**Text for analysis:**
General Practice is "having a very hard time" as GPs are asked to care for more patients with limited resources, the National Secretary of the Family Doctor Association said.
Dr Simon Abrams told Good Morning Britain GPs were expected to do much more but it was "very difficult to meet these challenges without added resources".
Doctors at the British Medical Association (BMA) will debate the growing number of GPs de-registering their patients as they try to cope with dwindling staff numbers and stretched resources.
The BMA has warned of a "critical shortage" in GPs after figures out last week revealed take-up of family doctor training is at its lowest level since 2007.
Figures from Health Education England show that overall there are 451 vacancies across the UK for GP trainees, with Liverpool suffering the biggest number of empty GP places.
GPs are asking the Government to sit down with them to find "alternative ways to fund General Practice" as part of a motion to consider charging for appointments.

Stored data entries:
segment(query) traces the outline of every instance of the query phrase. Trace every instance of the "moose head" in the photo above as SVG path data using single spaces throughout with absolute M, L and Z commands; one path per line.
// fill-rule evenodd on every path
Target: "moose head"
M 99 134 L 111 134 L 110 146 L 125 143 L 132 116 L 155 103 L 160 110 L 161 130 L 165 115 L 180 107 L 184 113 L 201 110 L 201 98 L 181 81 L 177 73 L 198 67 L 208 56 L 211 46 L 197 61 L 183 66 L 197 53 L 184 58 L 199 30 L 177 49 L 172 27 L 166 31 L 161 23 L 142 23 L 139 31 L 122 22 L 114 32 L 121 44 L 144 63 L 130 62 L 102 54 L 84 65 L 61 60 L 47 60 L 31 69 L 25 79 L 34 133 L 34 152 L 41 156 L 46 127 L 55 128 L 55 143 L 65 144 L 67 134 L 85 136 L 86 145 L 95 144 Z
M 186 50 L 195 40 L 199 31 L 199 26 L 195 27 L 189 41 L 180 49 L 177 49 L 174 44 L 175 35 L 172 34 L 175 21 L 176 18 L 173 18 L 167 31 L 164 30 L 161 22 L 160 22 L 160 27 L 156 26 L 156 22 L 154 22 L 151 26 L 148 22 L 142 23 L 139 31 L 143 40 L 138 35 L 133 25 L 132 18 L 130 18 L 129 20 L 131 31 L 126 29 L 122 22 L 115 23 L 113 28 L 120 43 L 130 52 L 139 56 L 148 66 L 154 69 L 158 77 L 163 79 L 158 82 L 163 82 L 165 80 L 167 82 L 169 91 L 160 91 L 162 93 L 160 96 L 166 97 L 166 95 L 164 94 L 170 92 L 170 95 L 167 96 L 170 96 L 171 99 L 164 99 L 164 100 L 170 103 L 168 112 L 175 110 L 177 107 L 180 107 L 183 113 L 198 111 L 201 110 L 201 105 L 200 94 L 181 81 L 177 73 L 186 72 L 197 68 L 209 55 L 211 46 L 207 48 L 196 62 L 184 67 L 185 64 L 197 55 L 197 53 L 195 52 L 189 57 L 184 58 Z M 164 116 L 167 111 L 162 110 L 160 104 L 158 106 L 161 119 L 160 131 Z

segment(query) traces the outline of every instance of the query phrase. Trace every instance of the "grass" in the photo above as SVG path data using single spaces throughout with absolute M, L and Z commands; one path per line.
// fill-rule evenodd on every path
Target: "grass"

**Required tasks:**
• a. Please answer these questions from the article on general practice:
(i) Who is the National Secretary of the Family Doctor Association?
(ii) How many vacancies for GP trainees are there across the UK, according to Health Education England?
(iii) Which place has the biggest number of empty GP places?
• b. Update the article on general practice, starting with "Doctors at the" and going on through "charging for appointments.", so that "dwindling" reads "shrinking".
This material has nothing to do with the article on general practice.

**Solution set:**
• a.
(i) Dr Simon Abrams
(ii) 451
(iii) Liverpool

• b.
Doctors at the British Medical Association (BMA) will debate the growing number of GPs de-registering their patients as they try to cope with shrinking staff numbers and stretched resources.
The BMA has warned of a "critical shortage" in GPs after figures out last week revealed take-up of family doctor training is at its lowest level since 2007.
Figures from Health Education England show that overall there are 451 vacancies across the UK for GP trainees, with Liverpool suffering the biggest number of empty GP places.
GPs are asking the Government to sit down with them to find "alternative ways to fund General Practice" as part of a motion to consider charging for appointments.